=== Records supplied ===

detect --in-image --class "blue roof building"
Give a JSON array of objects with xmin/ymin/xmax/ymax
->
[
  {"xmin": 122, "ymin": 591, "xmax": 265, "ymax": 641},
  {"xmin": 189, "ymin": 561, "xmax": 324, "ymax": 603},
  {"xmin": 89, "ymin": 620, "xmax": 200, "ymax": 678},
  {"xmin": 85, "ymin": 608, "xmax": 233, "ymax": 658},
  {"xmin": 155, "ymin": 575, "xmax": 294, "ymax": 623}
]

===

• [Set task]: Rewrite the lines above with "green roof building" substituted for "blue roof building", keeping everything else the same.

• [Answer below]:
detect --in-image --class "green roof building"
Give a JSON array of objects with xmin/ymin/xmax/ymax
->
[
  {"xmin": 122, "ymin": 591, "xmax": 265, "ymax": 641},
  {"xmin": 189, "ymin": 561, "xmax": 324, "ymax": 603},
  {"xmin": 89, "ymin": 620, "xmax": 200, "ymax": 678},
  {"xmin": 85, "ymin": 608, "xmax": 233, "ymax": 658},
  {"xmin": 155, "ymin": 575, "xmax": 294, "ymax": 623}
]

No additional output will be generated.